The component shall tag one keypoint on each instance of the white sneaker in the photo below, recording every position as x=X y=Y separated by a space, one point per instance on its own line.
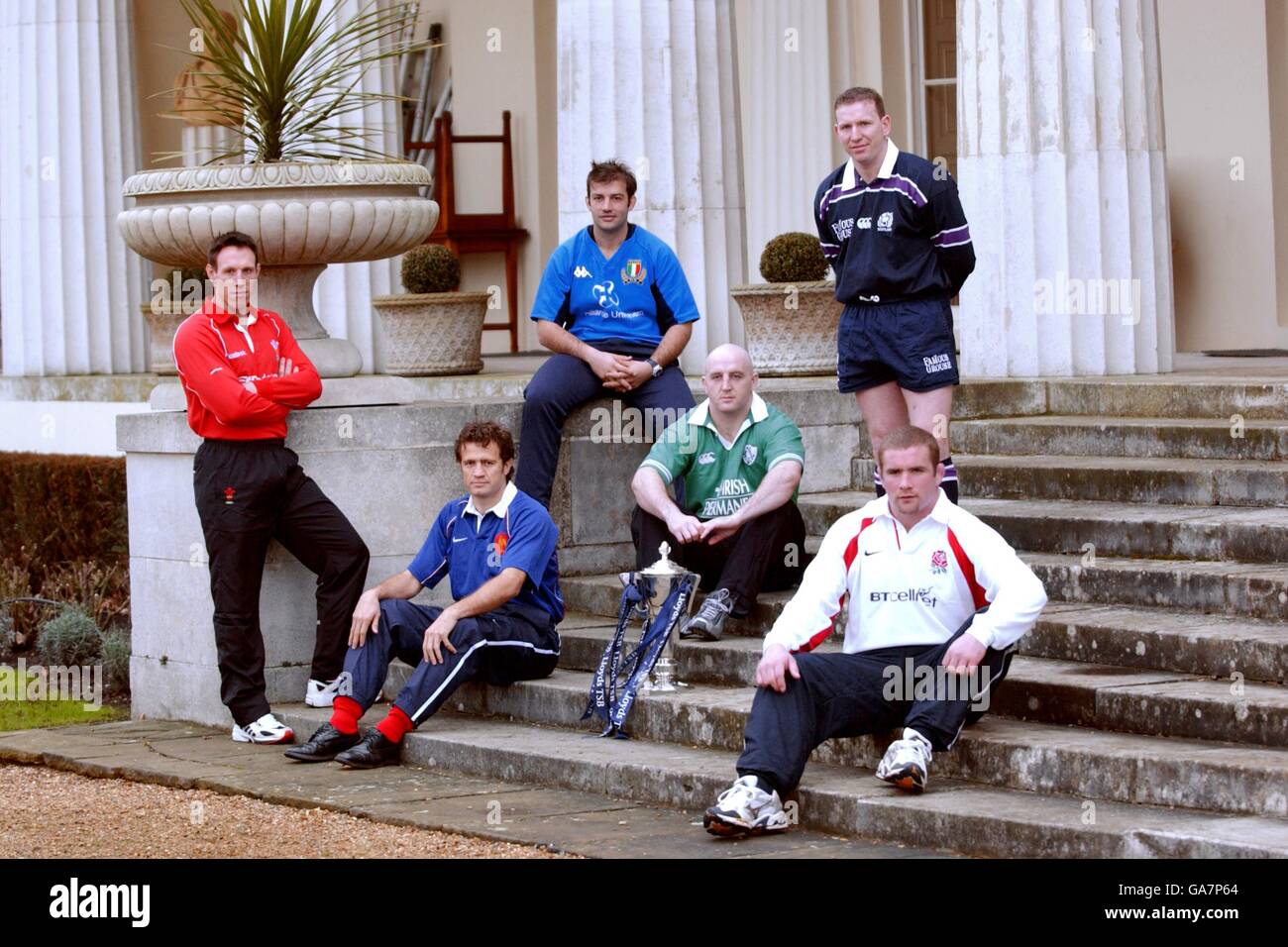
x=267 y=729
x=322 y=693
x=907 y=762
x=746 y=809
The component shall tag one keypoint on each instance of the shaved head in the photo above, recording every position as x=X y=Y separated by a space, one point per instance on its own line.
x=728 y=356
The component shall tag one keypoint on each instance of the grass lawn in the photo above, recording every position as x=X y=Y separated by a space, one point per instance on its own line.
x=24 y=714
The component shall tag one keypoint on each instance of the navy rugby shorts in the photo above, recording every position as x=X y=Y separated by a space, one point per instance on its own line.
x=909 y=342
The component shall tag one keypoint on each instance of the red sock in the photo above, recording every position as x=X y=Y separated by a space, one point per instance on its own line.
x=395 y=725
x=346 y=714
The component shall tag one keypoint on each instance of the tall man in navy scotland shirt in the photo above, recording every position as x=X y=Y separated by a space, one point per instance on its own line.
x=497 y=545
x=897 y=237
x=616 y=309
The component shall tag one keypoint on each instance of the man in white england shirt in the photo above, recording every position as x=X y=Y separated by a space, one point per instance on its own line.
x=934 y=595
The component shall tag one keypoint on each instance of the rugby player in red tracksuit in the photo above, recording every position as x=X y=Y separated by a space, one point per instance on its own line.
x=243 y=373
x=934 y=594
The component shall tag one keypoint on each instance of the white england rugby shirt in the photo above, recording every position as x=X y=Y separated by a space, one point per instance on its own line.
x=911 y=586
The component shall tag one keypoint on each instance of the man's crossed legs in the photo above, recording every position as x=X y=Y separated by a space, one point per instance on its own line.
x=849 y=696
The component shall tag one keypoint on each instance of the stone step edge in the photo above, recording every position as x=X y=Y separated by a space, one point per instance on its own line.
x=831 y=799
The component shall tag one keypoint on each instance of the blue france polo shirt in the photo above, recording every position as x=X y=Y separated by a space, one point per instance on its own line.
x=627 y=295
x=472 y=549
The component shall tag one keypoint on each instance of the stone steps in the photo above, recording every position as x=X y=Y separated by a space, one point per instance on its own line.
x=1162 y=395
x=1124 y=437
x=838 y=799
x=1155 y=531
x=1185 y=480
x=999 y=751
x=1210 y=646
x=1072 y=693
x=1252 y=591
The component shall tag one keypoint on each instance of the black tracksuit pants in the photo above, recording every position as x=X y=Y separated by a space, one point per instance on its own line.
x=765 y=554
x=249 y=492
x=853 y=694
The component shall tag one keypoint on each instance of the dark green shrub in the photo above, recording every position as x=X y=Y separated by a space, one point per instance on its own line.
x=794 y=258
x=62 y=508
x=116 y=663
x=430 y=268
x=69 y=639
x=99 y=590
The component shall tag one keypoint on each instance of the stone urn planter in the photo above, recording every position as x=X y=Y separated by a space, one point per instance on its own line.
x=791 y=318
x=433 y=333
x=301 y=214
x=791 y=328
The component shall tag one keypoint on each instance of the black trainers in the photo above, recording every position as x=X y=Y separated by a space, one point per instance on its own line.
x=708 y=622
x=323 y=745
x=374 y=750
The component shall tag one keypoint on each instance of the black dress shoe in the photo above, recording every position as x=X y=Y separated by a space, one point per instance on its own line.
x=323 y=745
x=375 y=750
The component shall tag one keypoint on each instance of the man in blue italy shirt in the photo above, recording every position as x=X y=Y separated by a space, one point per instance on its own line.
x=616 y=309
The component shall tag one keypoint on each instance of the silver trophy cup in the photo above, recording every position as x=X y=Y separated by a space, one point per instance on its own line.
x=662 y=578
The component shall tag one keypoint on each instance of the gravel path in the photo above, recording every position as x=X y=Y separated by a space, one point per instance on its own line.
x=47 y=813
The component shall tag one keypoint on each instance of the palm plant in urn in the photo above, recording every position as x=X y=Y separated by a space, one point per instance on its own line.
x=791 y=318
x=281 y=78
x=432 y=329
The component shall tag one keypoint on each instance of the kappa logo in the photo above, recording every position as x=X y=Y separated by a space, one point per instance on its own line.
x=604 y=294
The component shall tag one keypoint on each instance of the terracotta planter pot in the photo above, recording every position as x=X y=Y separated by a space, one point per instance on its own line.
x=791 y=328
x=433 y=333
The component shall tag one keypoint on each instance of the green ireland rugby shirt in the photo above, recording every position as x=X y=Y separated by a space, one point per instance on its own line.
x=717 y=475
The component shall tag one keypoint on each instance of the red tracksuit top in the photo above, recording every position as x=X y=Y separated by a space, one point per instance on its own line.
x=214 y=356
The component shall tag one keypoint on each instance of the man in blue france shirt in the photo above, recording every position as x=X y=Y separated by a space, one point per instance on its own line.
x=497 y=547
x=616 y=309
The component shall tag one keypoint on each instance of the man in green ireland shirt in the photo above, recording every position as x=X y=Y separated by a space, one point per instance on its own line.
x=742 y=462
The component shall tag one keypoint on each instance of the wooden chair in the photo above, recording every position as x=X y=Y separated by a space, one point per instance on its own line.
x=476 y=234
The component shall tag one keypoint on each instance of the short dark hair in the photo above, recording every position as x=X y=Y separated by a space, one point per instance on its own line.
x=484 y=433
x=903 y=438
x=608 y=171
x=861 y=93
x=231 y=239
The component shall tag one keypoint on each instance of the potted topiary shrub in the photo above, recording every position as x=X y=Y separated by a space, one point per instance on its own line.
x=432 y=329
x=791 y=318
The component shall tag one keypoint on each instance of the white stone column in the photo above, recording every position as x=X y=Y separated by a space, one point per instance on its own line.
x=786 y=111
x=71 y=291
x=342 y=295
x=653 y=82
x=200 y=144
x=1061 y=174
────────────────
In the answer, the data should reappear exactly, with no pictures.

The component shall tag one keypoint on each instance of the white sneaker in the photo below, recording every position as x=X y=Y separated by a space, one point per instance on its own line.
x=267 y=729
x=322 y=693
x=907 y=762
x=746 y=809
The component shall tag one keypoint on each instance of the shaved head in the photo above, recording every position as x=X y=Y separated by a space, one point per instance on its own line.
x=728 y=356
The component shall tag one keypoint on each instance of the grass lawn in the photo above, recording every position as x=X y=Y separated by a space, one point per instance on its own line.
x=24 y=714
The component shall tag one keypoint on each instance of the navy rugby shorts in the photo above, recording every position as x=X y=Y separated by a space, one point per instance on its own line.
x=909 y=342
The component shall tag one keypoint on each instance of the red sock in the photo above, recording every position as x=X y=Y separated by a space, one point per instance on its own line.
x=395 y=725
x=346 y=714
The component shall tag one keypoint on each instance of the tall man in navy scotland shirt in the photo above, recording every position as x=X y=Y separated by a space, one point per instance on its own line.
x=497 y=545
x=897 y=237
x=616 y=309
The component shall tag one keypoint on each instance of the man in white england shirt in the photo above, recording every position as x=X y=Y separated by a space, one point per instance on its own line.
x=934 y=595
The component shall tag one keypoint on each instance of the rugby player in red tracksuit in the photo above, recording every position as x=X y=Y separated by a space, one point per instance on its own line.
x=243 y=373
x=934 y=594
The component shall tag one keypoint on each instance of the white england rugby shirt in the photo above, recording every position as x=X y=Y separated by a space, one point per instance on its own line.
x=911 y=586
The component shall tag one keypoint on each instance of the man's crossed legs in the photo above, recording every position as x=X y=Y separated by a space, one point per instance on its own line.
x=849 y=696
The component shall tag one keypoint on each instance of the stone step edge in the photo above, recording every position as x=X y=Y separated by a space, one point per instance on its own line.
x=831 y=799
The component shall tag one keypoint on each instance of the blue france polo shirt in the photo above, recording every position as x=X y=Y separated by a space, one point per instance on its own line.
x=627 y=295
x=472 y=549
The component shall tag one keypoint on each instance of the stone steps in the photo above, recording every position as x=X y=Y separated by a space, one point per instance on its own line.
x=1162 y=395
x=1124 y=437
x=838 y=799
x=1155 y=531
x=1185 y=480
x=999 y=751
x=1210 y=646
x=1072 y=693
x=1252 y=591
The component shall tag one keypoint on each instance of the black tracksuit pants in the photo above, recording every position as x=X y=Y separated by a space, one point per instance on its own line.
x=765 y=554
x=249 y=492
x=853 y=694
The component shall tag one keypoint on each instance of the dark green shrub in the photo above, recording every position as x=X y=Y separated by a space, one point per instance on its own line.
x=794 y=258
x=62 y=508
x=116 y=663
x=430 y=268
x=69 y=639
x=99 y=590
The component shall tag one keypoint on each instance of the stone urn planter in the photo above, recording every position as x=X y=Y separated by a space, one point per instance on its own line.
x=791 y=318
x=433 y=333
x=301 y=214
x=791 y=328
The component shall tag one keypoint on each instance of the black trainers in the photo above, recording every position as x=X y=Y separated by a space, one point per instance on its own line.
x=708 y=622
x=323 y=745
x=374 y=750
The component shall tag one keypoint on each instance of the black dress shoe in the photo above, recording every position as x=X y=Y separated by a space, one point per instance on its own line.
x=323 y=745
x=375 y=750
The component shall tag one keypoint on each instance of the man in blue italy shirt in the photo above, recording every position as x=X y=Y separated by a space, one point per instance on its own line.
x=616 y=309
The component shall tag one keypoint on each instance of the silver trophy cup in the photo above, recording every position as x=X y=Y separated by a space, one point per instance on its own line.
x=662 y=578
The component shall tag one keypoint on each instance of the gravel path in the photo above, recording every position as x=X y=Y separated by a space, one point per instance on its own line.
x=47 y=813
The component shall tag one keypoint on each instance of the palm plant in urn in the photo above, recording every position as x=X y=Y separated by a space, one point per instance on its own line.
x=791 y=318
x=281 y=78
x=432 y=329
The component shall tag one keypoint on each instance of the kappa logo in the photo above, recording every position as x=X y=Y separated by a space, one point per instance on its own line.
x=604 y=294
The component shall tag one keypoint on each instance of the terracotta planter pot in the photo above, recording every position as x=X y=Y separated by a space, one point per instance on its own line.
x=791 y=328
x=433 y=333
The component shall tag one keypoint on each instance of the green ireland rugby shirt in the photo above, recording every position as x=X y=Y separated by a space, one point per instance on its own line.
x=717 y=475
The component shall tag one keypoint on each instance of the red tracksuit top in the photo above, recording every position as x=X y=Y separated by a space, one point per instance on its own line.
x=214 y=356
The component shall tag one keypoint on each instance of the man in blue france shirt in the photo above, recording every position as x=X y=Y separated by a space, one point per instance on its own line.
x=497 y=547
x=616 y=309
The component shall tag one keypoint on each instance of the man in green ireland shirt in the photo above, recording every position as x=X y=Y separated by a space, one point per instance on its own line.
x=742 y=462
The component shall tag one keypoint on each instance of the wooden chair in the photo above, recording every position as x=X y=Y separated by a space, one point per instance on its own line.
x=476 y=234
The component shall tag one keypoint on each instance of the short dark hair in the photo above, recording every position as x=X y=Y separated by a space, one point per instance on its own line.
x=484 y=433
x=903 y=438
x=608 y=171
x=861 y=93
x=231 y=239
The component shall tag one keypoint on each instance of the potted topiary shrub in the photo above, recording every position as x=X y=Y separated by a space, one point per instance on its own line.
x=432 y=329
x=791 y=318
The component shall tag one keypoint on each instance of the white stone column in the photo above, recording every position as x=X y=Y separated by a space, one point per instance on its own line.
x=786 y=111
x=71 y=291
x=342 y=295
x=653 y=82
x=200 y=144
x=1061 y=174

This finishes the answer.